[SET TASK]:
List every line of the material below that contains the word "leaves". Case matters.

>> Start SUPPLIED RECORDS

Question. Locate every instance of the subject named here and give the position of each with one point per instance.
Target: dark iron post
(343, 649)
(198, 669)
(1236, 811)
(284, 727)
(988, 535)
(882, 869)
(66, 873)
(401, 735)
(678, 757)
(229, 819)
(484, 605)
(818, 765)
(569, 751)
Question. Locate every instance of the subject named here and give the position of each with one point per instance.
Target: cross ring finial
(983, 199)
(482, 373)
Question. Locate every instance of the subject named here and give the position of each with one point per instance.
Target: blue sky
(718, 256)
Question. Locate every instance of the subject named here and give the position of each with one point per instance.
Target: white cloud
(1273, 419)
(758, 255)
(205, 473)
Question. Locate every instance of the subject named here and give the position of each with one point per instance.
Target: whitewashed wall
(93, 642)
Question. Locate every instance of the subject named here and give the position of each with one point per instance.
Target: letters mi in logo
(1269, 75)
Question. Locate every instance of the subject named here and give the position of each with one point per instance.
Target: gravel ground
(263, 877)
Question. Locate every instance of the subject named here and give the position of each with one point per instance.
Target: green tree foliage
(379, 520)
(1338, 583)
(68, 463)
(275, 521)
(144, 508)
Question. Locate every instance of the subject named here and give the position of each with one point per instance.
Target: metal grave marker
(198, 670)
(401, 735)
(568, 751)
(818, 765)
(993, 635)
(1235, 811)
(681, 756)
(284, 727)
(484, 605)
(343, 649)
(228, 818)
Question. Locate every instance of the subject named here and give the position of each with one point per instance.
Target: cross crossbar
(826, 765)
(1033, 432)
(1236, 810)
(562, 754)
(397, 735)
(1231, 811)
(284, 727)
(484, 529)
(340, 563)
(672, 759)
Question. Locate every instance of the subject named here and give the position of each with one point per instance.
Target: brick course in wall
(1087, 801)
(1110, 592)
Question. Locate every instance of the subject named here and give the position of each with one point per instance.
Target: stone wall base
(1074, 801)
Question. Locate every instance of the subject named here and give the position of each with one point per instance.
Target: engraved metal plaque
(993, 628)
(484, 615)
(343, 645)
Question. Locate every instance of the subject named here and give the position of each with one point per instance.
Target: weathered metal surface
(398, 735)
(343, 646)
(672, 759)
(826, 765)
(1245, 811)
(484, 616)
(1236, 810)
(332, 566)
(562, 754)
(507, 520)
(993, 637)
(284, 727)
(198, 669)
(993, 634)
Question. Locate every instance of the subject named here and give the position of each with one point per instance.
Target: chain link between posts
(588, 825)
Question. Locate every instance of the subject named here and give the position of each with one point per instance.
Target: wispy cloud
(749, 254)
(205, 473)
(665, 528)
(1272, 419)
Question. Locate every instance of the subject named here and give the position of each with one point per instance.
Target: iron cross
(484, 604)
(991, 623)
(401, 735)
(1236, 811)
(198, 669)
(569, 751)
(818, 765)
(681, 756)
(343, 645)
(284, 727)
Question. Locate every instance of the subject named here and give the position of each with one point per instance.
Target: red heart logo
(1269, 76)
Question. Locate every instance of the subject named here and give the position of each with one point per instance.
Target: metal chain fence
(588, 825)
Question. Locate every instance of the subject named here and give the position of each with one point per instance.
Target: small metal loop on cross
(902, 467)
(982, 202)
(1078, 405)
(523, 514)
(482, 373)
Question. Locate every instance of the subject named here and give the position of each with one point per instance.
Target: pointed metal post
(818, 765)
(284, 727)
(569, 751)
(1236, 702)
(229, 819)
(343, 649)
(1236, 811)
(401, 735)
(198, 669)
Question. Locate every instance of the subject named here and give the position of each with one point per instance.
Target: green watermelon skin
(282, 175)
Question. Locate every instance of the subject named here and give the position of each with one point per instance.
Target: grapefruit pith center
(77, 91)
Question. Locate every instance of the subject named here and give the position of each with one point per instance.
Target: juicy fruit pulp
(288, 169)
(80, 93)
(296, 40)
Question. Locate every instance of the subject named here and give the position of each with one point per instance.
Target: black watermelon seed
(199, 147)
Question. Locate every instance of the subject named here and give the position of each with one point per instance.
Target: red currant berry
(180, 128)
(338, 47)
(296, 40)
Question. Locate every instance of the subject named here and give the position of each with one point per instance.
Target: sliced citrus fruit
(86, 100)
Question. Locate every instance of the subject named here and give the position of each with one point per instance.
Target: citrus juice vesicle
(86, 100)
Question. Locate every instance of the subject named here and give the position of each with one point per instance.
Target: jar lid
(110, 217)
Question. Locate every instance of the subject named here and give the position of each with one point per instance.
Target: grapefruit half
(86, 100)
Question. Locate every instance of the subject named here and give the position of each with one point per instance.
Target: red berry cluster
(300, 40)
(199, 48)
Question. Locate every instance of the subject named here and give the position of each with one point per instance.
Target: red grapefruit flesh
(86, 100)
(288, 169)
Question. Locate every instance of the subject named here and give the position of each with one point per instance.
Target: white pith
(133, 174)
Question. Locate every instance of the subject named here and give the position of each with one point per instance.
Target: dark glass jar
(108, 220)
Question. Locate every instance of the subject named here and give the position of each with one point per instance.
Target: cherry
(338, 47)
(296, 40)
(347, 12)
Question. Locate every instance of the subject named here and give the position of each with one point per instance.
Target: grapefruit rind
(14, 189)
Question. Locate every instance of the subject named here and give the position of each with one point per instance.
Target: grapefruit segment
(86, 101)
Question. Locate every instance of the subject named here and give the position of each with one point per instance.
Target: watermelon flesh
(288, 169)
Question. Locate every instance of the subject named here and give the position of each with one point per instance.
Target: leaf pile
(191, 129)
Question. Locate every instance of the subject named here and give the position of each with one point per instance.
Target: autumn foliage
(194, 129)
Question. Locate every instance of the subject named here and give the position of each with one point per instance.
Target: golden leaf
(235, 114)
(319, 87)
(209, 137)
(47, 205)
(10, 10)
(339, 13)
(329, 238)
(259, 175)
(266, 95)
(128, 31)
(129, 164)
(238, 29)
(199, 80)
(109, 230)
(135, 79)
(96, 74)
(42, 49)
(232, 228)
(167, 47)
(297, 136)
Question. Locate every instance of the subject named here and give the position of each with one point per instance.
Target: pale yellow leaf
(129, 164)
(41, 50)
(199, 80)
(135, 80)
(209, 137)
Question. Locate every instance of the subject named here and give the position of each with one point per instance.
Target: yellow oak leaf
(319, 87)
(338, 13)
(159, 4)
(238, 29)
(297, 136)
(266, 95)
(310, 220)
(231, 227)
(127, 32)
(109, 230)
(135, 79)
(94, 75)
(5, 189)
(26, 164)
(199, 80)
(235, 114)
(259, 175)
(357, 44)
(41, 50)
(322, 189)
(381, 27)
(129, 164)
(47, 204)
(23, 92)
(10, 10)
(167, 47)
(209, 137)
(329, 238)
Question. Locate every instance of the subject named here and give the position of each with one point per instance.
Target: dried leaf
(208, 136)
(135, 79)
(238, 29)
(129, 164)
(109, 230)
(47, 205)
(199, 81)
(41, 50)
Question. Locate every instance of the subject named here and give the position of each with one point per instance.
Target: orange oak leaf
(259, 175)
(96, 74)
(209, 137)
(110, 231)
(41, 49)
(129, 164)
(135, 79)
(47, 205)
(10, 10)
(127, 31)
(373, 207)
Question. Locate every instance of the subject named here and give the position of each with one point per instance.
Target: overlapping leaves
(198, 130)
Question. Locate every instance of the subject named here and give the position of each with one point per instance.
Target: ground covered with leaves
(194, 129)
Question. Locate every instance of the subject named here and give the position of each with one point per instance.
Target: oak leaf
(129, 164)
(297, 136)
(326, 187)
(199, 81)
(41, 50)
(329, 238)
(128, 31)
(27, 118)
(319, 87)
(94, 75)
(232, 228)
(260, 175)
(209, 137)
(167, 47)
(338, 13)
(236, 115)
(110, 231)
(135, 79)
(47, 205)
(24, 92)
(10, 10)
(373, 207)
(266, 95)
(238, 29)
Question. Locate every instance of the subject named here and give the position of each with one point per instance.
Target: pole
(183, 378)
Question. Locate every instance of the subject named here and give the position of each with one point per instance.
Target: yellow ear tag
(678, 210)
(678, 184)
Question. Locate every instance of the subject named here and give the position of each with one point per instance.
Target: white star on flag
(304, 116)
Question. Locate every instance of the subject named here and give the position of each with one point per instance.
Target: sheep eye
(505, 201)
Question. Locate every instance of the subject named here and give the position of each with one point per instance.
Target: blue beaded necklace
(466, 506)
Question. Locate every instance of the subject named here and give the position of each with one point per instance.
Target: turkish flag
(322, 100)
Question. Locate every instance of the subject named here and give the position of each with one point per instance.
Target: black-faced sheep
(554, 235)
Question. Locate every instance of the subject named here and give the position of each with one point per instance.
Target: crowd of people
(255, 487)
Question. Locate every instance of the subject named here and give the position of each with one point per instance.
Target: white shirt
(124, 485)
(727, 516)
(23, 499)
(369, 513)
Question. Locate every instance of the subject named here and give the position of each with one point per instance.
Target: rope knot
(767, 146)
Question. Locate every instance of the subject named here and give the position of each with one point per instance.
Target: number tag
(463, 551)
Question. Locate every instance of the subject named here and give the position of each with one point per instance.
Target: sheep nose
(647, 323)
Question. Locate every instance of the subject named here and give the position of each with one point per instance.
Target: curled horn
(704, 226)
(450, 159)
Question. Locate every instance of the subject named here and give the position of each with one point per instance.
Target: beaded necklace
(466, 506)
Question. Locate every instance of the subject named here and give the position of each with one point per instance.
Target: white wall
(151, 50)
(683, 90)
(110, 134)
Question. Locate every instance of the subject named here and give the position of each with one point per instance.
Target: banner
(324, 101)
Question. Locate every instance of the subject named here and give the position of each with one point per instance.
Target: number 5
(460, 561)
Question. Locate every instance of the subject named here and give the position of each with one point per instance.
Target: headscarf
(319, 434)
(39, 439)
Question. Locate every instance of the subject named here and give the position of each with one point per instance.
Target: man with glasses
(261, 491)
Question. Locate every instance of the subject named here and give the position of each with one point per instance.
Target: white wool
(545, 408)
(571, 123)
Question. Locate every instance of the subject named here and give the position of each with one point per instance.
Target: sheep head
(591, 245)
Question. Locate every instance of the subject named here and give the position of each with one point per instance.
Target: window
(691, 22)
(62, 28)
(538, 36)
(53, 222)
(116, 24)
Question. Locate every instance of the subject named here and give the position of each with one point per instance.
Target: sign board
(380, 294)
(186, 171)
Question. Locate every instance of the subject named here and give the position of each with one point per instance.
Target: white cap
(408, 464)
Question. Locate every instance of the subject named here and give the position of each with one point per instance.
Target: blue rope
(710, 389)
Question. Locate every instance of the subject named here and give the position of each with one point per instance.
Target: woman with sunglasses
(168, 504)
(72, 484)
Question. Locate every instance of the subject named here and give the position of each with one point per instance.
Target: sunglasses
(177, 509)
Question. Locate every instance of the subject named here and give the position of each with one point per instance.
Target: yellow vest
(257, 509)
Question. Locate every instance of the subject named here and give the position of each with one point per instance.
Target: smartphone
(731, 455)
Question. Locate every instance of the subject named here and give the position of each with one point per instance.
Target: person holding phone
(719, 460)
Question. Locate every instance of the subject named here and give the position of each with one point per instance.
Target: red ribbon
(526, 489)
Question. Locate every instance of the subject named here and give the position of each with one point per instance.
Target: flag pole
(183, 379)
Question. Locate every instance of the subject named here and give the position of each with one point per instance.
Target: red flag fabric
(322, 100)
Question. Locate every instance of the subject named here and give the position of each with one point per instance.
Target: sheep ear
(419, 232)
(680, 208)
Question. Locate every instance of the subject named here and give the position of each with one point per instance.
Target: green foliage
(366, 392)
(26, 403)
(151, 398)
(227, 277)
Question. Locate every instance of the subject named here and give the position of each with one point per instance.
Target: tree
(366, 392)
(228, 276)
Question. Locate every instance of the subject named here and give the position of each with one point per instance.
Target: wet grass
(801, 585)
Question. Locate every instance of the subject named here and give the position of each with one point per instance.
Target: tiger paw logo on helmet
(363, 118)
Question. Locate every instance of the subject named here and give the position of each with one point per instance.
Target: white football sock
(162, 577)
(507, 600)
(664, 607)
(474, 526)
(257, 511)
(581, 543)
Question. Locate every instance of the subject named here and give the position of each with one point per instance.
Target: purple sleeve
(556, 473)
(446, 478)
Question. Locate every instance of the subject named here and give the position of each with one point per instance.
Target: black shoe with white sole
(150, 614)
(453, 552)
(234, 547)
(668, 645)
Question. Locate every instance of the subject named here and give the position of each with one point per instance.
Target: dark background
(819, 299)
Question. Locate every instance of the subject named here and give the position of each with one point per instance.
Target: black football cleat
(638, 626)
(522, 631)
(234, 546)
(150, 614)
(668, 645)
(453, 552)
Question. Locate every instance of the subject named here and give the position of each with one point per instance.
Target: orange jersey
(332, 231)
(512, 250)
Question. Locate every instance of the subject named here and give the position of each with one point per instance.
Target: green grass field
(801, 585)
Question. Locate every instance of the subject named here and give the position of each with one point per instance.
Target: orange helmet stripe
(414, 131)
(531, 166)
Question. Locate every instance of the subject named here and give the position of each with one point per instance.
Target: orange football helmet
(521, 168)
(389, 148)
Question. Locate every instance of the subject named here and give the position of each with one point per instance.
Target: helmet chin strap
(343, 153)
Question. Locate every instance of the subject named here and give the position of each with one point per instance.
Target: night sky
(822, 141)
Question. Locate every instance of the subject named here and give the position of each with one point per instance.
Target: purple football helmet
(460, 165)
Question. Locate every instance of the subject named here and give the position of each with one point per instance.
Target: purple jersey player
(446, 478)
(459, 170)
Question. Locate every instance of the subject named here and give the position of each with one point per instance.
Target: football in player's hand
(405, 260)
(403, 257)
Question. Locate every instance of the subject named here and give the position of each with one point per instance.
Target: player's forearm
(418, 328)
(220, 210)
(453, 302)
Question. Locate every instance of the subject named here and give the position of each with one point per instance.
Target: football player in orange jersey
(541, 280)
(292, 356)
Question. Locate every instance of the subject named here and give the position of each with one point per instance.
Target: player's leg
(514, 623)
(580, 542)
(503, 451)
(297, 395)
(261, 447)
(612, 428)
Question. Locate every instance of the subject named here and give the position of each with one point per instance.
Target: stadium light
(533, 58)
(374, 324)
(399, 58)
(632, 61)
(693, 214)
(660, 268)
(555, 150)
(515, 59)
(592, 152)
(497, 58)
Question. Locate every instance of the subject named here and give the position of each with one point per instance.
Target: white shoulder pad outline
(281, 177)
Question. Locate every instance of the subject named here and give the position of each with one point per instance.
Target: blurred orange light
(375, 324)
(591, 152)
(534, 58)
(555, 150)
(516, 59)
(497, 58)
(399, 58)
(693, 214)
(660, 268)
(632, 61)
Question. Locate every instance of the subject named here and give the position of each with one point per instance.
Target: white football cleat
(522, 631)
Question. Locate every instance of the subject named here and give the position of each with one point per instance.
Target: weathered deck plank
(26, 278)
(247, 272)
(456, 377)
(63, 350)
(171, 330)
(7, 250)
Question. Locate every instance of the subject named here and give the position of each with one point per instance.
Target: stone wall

>> End SUPPLIED RECORDS

[FINAL RESULT]:
Target: overlapping leaves
Target: ground covered with leaves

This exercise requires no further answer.